This is going to make such a difference in terms of how you approach the upsets inside of your marriage, and it's something that I learned from a book. It's entitled How to Have That Conversation. It's by Dr. Henry Cloud and Dr. John Townsend. This, you know, I, I love talking about having difficult conversations because I think that when we can get comfortable with having the difficult conversations, there's almost nothing that we can't tackle from a relational perspective.
So this one I just genuinely appreciated and wanted to be able to share it with you. So here's the idea is that you take a moment before you move into a difficult conversation with your partner. You take a moment to get really clear about what is my purpose for having this difficult conversation? Or better said, what is my intention?
Now we can start with something really, really basic. Like, why am I doing this? Well, I'm doing this either to help myself. Because there's something that's happening inside of our marriage that's causing a problem for me personally. So I'm doing this to help myself, to stand up for myself, to honor myself.
Nothing wrong with that. Another reason why we might approach a difficult conversation is because it's causing a problem for our marriage, for our relationship. So for instance, it might be leading us to a place of real disconnection, or it might be leading us to a place of where I don't feel emotionally safe with you of where I'm turning away from you.
It's causing a problem for our marriage. That's the other, that's another reason why we. Might have a difficult conversation. The third one is we need to be able to help our partner. Like maybe there's something going on with our partner that they think is only, they think it's just impacting them, but it is really impacting them in a big way.
Like if they're becoming an alcoholic, like, okay, we need to have some conversations about that because we're, and we're doing it for the purpose to help them. And then the fourth reason why we would have these difficult conversations is to help someone else. Is to help some third party. So that might be our kids, like maybe your partner's anger has gotten really outta control or their depression has gotten really out of control and it's impacting the kids or the extended family, or maybe even a friendship, but there's some third party.
Okay, so the very, at a very basic level, why are we having this conversation either to help myself. Or to help the relationship or to help my partner, or to help some third party likely the kids. Okay. Now let's take that deeper. What is my intention behind having I. This conversation, there are productive reasons to have difficult conversations, and then there are unproductive reasons to have difficult conversations.
So let's talk about the unproductive ones first, right? All the re the bad reasons for having difficult conversations. So the first one might be, and this is the way most of us approach conversations by the way, is we wanna be right. We genuinely think we're right, and we need our partner to see that in fact, we are right.
Here's the problem. If you need to be right, that means your partner needs to be wrong, and now it's me against you. Now you're an adversary as opposed to the problem being the adversary. So when we don't get clear upfront, a lot of times we're approaching these difficult conversations trying to be right, and it's not gonna lead us anywhere productive.

▶ [Requests]
1. Answer these questions using the talk on difficult conversations in marriage:
(a) What is the title of the book the speaker learned the idea from?
(b) What is the fourth reason given for having a difficult conversation?
(c) According to the speaker, if you need to be right, what does that mean for your partner?
2. Resume the talk on difficult conversations in marriage, continuing on from its last sentence.
The lines that come next have nothing to do with the talk on difficult conversations in marriage.

▶ [Information supplied]
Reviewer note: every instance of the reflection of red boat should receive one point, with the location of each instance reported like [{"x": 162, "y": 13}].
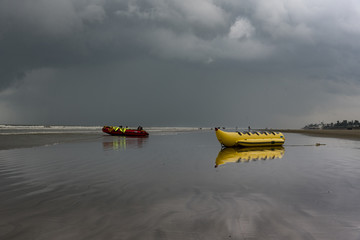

▶ [Results in order]
1.
(a) How to Have That Conversation
(b) To help someone else, some third party, such as the kids
(c) Your partner needs to be wrong

2.
If it did, I promise you, I'd tell you to do it. But why does every relationship expert tell you don't try to be right? Because it doesn't help a hundred percent of the time. It doesn't help. Okay. Another reason that isn't productive to come into difficult conversations is to punish our partner or for some form of a revenge like they hurt me, so I'm gonna hurt them back.
Another thing that we might, another reason that we might go into these difficult conversations is to make them feel guilty or make them feel bad about themselves. Like when I lay out my case of all the ways in which he has wronged me, surely he's gonna see what a horrible, miserable human being he is and he will change his ways.
No, this, uh, like even if it actually worked. And it will only work on probably some of the most insecure people. Um, you're just beating someone down, you're not inspiring them or lifting them up to change and beating someone down is not a productive place from which to create change. If change is hard to do and we need to feel like we can do it, but if I'm beaten down, I don't feel like I can do it.
I don't believe in myself. I don't have confidence in myself, and so any change that I make isn't gonna last. So trying to make them feel guilty or feel bad about themselves isn't a winning strategy either. Now, if you're going into the difficult conversation to try to control them to control their choices and their behavior.
No one likes to be controlled. No one's here for it. It's going to feel like a pillow over the face. And if I came to you today and I put a pillow over your face, what are you gonna do? You're either going to submit and die, I guess, or you're going to fight me off of you so that you don't suffocate.
That's probably what's going to happen if you're coming in trying to control the situation. It's gonna feel like a pillow over the face, and all you're gonna get is a bunch of pushback that's not gonna be productive. Now, sometimes we go into these conversations because we want to feel more powerful.
Now, let me explain. Sometimes when you've gone a long period of time in your life where you haven't felt very powerful, you wanna take some of that power back. It's, it's important for human beings to feel empowered in their lives. But if you have this idea that the only way I can feel powerful is if I take away someone else's power.
Well now I'm approaching this conversation with the only way I can be powerful is if I take away your power. And then all that happens is that neither of us are powerful. We both lose if, if we're either both going to be powerful together as a couple, or we're both going to be unpowerful together as a couple.
So that's not a winning strategy and it's not gonna feel good. Also, if we are using the other person as a place to dump our pain or our guilt onto them, like, I'm unhappy here, you should do something about that. They don't know what to do. They don't know, hardly know how to make themselves happy. How are they gonna know how to make you happy?
Or if we try to dump our guilt onto them. I see this sometimes where the guilt from say an affair becomes so overwhelming that I just have to tell my partner. And what I'm doing is I'm taking my pain, which is in the form of guilt, and I'm now dropping that in the lap of my partner. Yeah, that's not gonna feel good.
Right. You might have offloaded some of your guilt, but you dropped a shit ton of pain into someone else's lap. It's not gonna be productive. And then maybe the last. Not so good reason to go into these difficult conversations or the last not so good intention is to use the other person as a target for your unhealed wounds, right?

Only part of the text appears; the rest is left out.